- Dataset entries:
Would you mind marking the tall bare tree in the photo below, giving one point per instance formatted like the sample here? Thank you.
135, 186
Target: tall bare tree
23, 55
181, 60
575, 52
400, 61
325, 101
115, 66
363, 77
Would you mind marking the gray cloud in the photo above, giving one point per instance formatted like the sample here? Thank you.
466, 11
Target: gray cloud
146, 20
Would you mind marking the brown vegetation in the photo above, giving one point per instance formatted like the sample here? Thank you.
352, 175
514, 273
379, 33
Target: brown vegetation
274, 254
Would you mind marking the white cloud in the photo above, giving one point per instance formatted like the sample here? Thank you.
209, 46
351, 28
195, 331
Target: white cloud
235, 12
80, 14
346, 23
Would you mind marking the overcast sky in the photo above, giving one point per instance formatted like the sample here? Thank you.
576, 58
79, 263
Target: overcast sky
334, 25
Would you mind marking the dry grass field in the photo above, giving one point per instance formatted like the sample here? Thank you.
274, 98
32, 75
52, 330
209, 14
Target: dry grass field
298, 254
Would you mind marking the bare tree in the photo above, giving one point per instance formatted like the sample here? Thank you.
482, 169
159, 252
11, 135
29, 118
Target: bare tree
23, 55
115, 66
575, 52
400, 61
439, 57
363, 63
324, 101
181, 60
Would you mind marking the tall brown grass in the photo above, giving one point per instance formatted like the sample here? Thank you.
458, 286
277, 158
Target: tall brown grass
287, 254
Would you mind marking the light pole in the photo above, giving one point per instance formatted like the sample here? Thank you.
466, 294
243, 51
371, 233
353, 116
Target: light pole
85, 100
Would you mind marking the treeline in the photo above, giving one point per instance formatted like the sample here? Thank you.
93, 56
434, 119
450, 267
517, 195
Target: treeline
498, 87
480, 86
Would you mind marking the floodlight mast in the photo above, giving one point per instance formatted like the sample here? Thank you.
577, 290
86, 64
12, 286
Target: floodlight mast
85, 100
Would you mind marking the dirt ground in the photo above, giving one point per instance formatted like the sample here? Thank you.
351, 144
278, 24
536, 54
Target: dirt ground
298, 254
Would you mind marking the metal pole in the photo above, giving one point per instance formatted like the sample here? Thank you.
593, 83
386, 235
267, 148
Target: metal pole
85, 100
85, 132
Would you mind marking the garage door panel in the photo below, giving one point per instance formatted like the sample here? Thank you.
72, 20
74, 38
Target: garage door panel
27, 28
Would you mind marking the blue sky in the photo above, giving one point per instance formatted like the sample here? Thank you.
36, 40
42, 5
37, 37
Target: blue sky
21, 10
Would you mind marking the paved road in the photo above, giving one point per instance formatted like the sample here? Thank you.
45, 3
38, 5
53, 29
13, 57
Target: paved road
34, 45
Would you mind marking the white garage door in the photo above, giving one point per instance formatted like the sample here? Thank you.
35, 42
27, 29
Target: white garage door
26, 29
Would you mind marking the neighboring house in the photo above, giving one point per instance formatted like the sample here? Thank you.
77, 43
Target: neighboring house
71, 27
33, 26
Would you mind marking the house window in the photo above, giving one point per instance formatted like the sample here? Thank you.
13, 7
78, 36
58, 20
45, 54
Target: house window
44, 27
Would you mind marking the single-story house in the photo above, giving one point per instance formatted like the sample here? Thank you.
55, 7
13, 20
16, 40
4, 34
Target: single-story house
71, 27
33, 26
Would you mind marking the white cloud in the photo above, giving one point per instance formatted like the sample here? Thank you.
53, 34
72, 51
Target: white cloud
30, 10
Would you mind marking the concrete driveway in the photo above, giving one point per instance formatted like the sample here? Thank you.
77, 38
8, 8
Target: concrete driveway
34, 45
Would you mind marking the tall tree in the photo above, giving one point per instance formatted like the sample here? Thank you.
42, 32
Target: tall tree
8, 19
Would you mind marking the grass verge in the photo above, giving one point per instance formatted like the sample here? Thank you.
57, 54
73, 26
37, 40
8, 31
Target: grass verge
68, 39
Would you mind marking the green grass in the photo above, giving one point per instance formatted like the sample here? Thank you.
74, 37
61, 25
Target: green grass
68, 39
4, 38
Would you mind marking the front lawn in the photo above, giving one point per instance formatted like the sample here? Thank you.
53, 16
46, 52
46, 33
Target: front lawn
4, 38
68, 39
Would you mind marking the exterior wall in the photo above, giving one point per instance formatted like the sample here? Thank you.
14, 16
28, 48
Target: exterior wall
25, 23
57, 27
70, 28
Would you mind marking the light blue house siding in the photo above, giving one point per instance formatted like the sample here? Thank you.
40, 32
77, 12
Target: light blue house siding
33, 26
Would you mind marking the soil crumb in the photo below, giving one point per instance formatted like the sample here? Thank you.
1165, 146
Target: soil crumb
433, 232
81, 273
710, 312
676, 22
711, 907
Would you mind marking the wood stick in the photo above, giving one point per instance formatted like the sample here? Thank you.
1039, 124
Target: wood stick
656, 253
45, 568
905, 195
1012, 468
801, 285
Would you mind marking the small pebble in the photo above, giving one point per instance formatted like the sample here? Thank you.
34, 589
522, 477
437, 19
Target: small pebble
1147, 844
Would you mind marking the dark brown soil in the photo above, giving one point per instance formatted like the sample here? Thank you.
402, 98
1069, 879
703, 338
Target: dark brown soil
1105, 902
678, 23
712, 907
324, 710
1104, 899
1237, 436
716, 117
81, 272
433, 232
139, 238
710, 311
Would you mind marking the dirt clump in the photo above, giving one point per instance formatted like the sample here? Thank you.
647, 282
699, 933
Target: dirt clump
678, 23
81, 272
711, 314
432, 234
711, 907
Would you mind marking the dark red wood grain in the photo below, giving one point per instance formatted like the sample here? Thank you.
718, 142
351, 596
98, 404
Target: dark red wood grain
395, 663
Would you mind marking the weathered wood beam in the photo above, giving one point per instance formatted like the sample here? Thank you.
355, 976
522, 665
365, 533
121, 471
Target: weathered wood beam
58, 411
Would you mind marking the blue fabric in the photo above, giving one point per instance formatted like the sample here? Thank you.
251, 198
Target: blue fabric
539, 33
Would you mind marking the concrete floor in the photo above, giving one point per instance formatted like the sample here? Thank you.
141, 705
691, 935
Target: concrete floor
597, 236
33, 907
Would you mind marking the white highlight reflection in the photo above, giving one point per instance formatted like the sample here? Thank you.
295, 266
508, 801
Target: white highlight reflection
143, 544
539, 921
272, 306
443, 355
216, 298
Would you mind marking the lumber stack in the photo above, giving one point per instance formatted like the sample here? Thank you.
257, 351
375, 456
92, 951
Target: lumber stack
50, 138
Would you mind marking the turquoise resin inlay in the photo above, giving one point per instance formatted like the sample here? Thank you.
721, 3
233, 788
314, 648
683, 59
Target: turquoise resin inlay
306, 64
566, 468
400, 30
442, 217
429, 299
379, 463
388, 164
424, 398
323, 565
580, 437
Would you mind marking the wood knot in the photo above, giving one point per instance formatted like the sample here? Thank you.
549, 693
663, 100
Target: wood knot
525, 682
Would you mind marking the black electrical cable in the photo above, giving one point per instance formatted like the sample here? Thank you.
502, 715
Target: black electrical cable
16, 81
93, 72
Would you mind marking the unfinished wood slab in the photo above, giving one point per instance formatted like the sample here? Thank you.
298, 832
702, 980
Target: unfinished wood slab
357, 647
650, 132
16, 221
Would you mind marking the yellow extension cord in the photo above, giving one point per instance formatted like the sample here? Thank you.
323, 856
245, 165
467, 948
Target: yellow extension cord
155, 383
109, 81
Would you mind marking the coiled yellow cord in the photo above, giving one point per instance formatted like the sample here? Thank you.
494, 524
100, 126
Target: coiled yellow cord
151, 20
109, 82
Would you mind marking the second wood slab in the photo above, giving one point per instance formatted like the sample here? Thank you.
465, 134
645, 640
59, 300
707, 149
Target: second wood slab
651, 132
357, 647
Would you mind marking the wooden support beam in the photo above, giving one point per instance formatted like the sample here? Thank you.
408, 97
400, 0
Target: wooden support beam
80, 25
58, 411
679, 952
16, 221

- PROBLEM:
What is needed is an exact copy of the entries above, from the first line through the line holding "Would you mind marking the tall brown", with both of those lines kept; please give nothing else.

- TASK OUTPUT:
Would you mind marking the tall bare tree in the photo below, giving one point per instance formatted like the sample here? Thank you.
135, 186
Target: tall bare tree
23, 55
181, 60
575, 52
400, 61
325, 101
115, 66
363, 77
Would you mind marking the gray cloud in the photo above, giving one point per instance formatted like the sample here? Thank you.
466, 11
Target: gray cloud
146, 20
Would you mind marking the brown vegetation in the photo above, giving one point per instance formatted like the sample here? Thank you.
352, 175
514, 273
379, 33
Target: brown vegetation
274, 254
Would you mind marking the white cloud in the photo above, giving one point per instance formatted like the sample here? Thank you.
209, 46
351, 28
195, 331
Target: white cloud
235, 12
80, 14
346, 23
Would you mind marking the overcast sky in the photo above, giving one point per instance formatted like the sample here? Thank you.
576, 58
79, 263
Target: overcast sky
334, 25
Would you mind marking the dry grass field in the photo above, giving one point per instance formatted like the sample here? Thank you.
274, 98
32, 75
52, 330
209, 14
Target: dry grass field
298, 254
Would you mind marking the bare tree in the photo above, giving one point per instance formatted like the sample here? Thank you.
482, 169
159, 252
11, 135
29, 118
Target: bare tree
23, 55
115, 66
575, 52
400, 61
439, 57
363, 63
324, 101
181, 60
Would you mind marking the tall brown grass in the photo above, giving one point per instance formatted like the sample here? Thank you.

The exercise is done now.